### Instructions for the task
Set out all the items below as a Markdown table with a "Row" column holding the row number and a "Text" column holding the line. Skip any blank lines.

Pointing dataset records:
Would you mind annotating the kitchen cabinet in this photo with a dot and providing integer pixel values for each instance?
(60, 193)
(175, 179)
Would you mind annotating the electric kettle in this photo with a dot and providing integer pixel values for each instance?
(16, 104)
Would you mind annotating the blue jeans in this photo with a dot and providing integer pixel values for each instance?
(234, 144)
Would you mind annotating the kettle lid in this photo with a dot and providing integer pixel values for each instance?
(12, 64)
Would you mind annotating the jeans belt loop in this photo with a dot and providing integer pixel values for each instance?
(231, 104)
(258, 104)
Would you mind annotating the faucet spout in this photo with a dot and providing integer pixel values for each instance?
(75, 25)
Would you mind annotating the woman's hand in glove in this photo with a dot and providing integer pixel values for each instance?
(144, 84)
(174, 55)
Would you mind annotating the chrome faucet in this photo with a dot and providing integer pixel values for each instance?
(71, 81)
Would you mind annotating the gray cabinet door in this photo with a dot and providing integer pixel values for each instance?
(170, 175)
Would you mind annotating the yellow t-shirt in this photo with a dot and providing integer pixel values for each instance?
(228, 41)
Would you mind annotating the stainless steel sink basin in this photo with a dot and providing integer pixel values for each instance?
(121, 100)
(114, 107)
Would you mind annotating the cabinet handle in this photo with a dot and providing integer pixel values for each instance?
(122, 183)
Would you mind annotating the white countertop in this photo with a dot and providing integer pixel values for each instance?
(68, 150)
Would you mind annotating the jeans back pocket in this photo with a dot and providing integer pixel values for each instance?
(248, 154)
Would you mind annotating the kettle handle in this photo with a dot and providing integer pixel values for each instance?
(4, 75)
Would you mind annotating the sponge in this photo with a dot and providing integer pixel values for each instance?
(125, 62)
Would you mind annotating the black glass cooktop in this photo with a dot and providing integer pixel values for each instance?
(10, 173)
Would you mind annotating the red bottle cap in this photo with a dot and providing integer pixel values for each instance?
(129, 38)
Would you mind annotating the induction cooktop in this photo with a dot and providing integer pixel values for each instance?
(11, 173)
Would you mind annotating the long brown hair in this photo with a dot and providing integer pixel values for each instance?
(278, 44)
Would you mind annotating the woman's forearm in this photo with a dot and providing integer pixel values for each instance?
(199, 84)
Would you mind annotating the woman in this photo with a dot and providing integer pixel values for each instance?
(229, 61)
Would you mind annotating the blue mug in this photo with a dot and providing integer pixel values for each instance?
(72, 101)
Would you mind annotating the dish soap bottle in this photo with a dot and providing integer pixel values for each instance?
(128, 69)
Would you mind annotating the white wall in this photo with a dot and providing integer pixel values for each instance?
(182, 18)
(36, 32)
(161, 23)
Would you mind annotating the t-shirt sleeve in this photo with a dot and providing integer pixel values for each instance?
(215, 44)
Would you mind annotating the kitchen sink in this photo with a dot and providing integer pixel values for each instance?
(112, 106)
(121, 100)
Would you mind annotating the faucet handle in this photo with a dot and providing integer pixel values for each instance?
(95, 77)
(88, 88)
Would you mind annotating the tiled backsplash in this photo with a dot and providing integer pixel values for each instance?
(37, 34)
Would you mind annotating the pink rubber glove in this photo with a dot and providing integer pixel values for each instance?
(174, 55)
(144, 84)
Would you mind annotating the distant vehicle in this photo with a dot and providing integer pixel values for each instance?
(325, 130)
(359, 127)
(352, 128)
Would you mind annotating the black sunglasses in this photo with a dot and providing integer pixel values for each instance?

### Output for this exercise
| Row | Text |
|---|---|
| 1 | Would you mind annotating the kitchen cabinet in this photo with a dot and providing integer pixel values for each instance? |
| 2 | (60, 193) |
| 3 | (175, 179) |
| 4 | Would you mind annotating the electric kettle in this photo with a dot and providing integer pixel values for each instance? |
| 5 | (16, 104) |
| 6 | Would you mind annotating the blue jeans in this photo with a dot and providing integer pixel values for each instance? |
| 7 | (234, 144) |
| 8 | Would you mind annotating the kettle lid in this photo with a dot and providing integer pixel values for each instance? |
| 9 | (12, 64) |
| 10 | Would you mind annotating the jeans belt loop in this photo with a dot and providing integer pixel values for each instance? |
| 11 | (231, 104) |
| 12 | (258, 104) |
| 13 | Would you mind annotating the faucet spout in this photo with a dot and providing integer pixel values for each instance? |
| 14 | (75, 25) |
| 15 | Would you mind annotating the woman's hand in glove in this photo with a dot and providing integer pixel values for each instance? |
| 16 | (144, 84) |
| 17 | (174, 55) |
| 18 | Would you mind annotating the chrome faucet in this photo with a dot and providing integer pixel values for each instance? |
| 19 | (71, 81) |
| 20 | Would you mind annotating the gray cabinet door in this photo with a dot and providing integer pixel values for each instance? |
| 21 | (170, 175) |
| 22 | Would you mind annotating the yellow t-shirt in this photo with a dot and providing integer pixel values for each instance? |
| 23 | (228, 41) |
| 24 | Would you mind annotating the stainless steel sink basin in this photo with a dot and providing integer pixel values for each instance? |
| 25 | (121, 100) |
| 26 | (114, 107) |
| 27 | Would you mind annotating the cabinet handle in this photo with a dot and providing integer pixel values for each instance? |
| 28 | (122, 183) |
| 29 | Would you mind annotating the white countertop in this photo with a dot and providing integer pixel values for each instance? |
| 30 | (68, 150) |
| 31 | Would you mind annotating the jeans back pocket in this photo with a dot and providing integer pixel values for each instance? |
| 32 | (248, 154) |
| 33 | Would you mind annotating the kettle handle in this photo with a dot and providing integer pixel values for each instance? |
| 34 | (4, 75) |
| 35 | Would you mind annotating the sponge in this photo with a dot and providing integer pixel values for each instance? |
| 36 | (125, 62) |
| 37 | Would you mind annotating the black glass cooktop in this photo with a dot and providing integer pixel values for each instance? |
| 38 | (10, 173) |
| 39 | Would you mind annotating the red bottle cap in this photo with a dot and providing integer pixel values for each instance? |
| 40 | (129, 38) |
| 41 | Would you mind annotating the induction cooktop in this photo with a dot and providing integer pixel values for each instance? |
| 42 | (11, 173) |
| 43 | Would you mind annotating the long brown hair in this photo with a dot and providing integer pixel values for each instance? |
| 44 | (278, 44) |
| 45 | Would you mind annotating the woman's forearm in this photo with a dot and providing integer pixel values for each instance? |
| 46 | (199, 84) |
| 47 | Would you mind annotating the woman in this photo with a dot and providing integer pixel values for each instance? |
| 48 | (229, 61) |
| 49 | Would you mind annotating the blue mug in this photo with a dot and providing integer pixel values for each instance? |
| 50 | (72, 101) |
| 51 | Would you mind annotating the dish soap bottle in this photo with a dot and providing integer pixel values for each instance? |
| 52 | (128, 69) |
| 53 | Would you mind annotating the white wall in this photo with a dot and providing integer pixel values for each instance? |
| 54 | (182, 18) |
| 55 | (36, 32) |
| 56 | (161, 23) |
| 57 | Would you mind annotating the t-shirt sleeve in this photo with a dot and providing integer pixel values for each instance? |
| 58 | (215, 44) |
| 59 | Would you mind annotating the kitchen sink in this photo with a dot and providing integer pixel values for each instance? |
| 60 | (112, 106) |
| 61 | (121, 100) |
| 62 | Would you mind annotating the faucet handle in this photo with a dot and providing integer pixel values for each instance? |
| 63 | (95, 77) |
| 64 | (88, 88) |
| 65 | Would you mind annotating the tiled backsplash in this photo with a dot and providing integer pixel values for each instance? |
| 66 | (37, 34) |
| 67 | Would you mind annotating the pink rubber glove in this photo with a dot and providing integer pixel values for each instance? |
| 68 | (174, 55) |
| 69 | (144, 84) |
| 70 | Would you mind annotating the distant vehicle in this photo with a dot and providing integer pixel values for each instance? |
| 71 | (325, 130) |
| 72 | (359, 127) |
| 73 | (352, 128) |
| 74 | Would you mind annotating the black sunglasses in this photo with a dot and providing integer pixel values for each instance? |